> [Text section]:
* * * * *
Build an AI Data Parser

Guide the user through building AI that pulls structured data out of messy text. Uses DSPy extraction — define what you want, and the AI extracts it.

Step 1: Define what to extract

Ask the user:

What are you parsing? (emails, invoices, resumes, articles, forms, etc.)
What fields do you need? (names, dates, amounts, entities, etc.)
What's the output format? (flat fields, list of objects, nested structure)

Step 2: Build the parser

Simple field extraction

python

import dspy

class ParseContact(dspy.Signature):
    """Extract contact information from the text."""
    text: str = dspy.InputField(desc="Text containing contact information")
    name: str = dspy.OutputField(desc="Person's full name")
    email: str = dspy.OutputField(desc="Email address")
    phone: str = dspy.OutputField(desc="Phone number")

parser = dspy.ChainOfThought(ParseContact)

Structured output with Pydantic

For complex or nested output, use Pydantic models:

python

from pydantic import BaseModel, Field

class Address(BaseModel):
    street: str
    city: str
    state: str
    zip_code: str

class Person(BaseModel):
    name: str
    age: int
    address: Address
    skills: list[str]

class ParsePerson(dspy.Signature):
    """Extract person details from the text."""
    text: str = dspy.InputField()
    person: Person = dspy.OutputField()

parser = dspy.ChainOfThought(ParsePerson)
result = parser(text="John Doe, 32, lives at 123 Main St, Springfield IL 62701. Expert in Python and SQL.")
print(result.person)  # Person(name='John Doe', age=32, ...)
* * * * *
> [Dataset section]:

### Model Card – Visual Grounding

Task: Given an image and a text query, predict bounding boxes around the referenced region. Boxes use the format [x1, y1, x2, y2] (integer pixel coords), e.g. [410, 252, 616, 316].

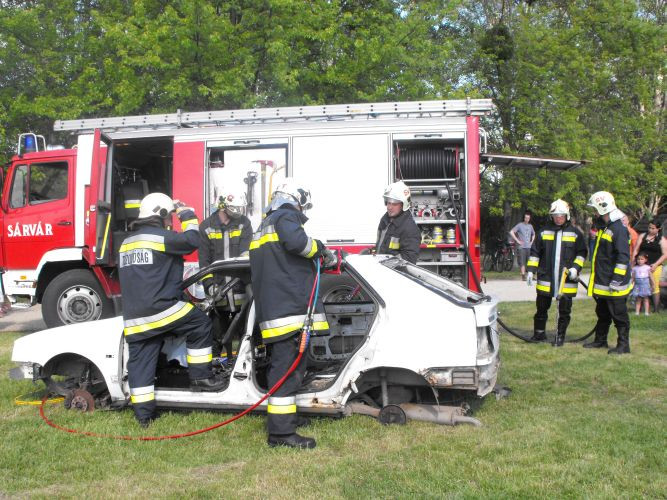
* * * * *
> [Exercise requirements]:
1 - Why does the DSPy data parser guide use Pydantic models in its second example instead of plain string output fields? Answer in one to three sentences.
2 - Pick up the DSPy data parser guide after its last line and continue it.

> [Answers]:
1 - The guide says to use Pydantic models when the output is complex or nested. In the example, a `Person` holds a nested `Address` and a list of skills, which flat string fields can't represent.

2 -
List extraction

Extract multiple items from text:

python

class Entity(BaseModel):
    name: str
    type: str = Field(description="Type: person, organization, location, or date")

class ParseEntities(dspy.Signature):
    """Extract all named entities from the text."""
    text: str = dspy.InputField()
    entities: list[Entity] = dspy.OutputField(desc="All entities found in the text")

parser = dspy.ChainOfThought(ParseEntities)

Step 3: Handle messy data

Use assertions to catch bad extractions:

python

class ValidatedParser(dspy.Module):
    def __init__(self):
        self.parse = dspy.ChainOfThought(ParseContact)

    def forward(self, text):
        result = self.parse(text=text)
        dspy.Suggest(
            "@" in result.email,
            "Email should contain @"
        )
        dspy.Suggest(
            len(result.phone) >= 10,
            "Phone number should have at least 10 digits"
        )
        return result

Step 4: Test the quality

python

def parsing_metric(example, prediction, trace=None):
    """Score based on field-level accuracy."""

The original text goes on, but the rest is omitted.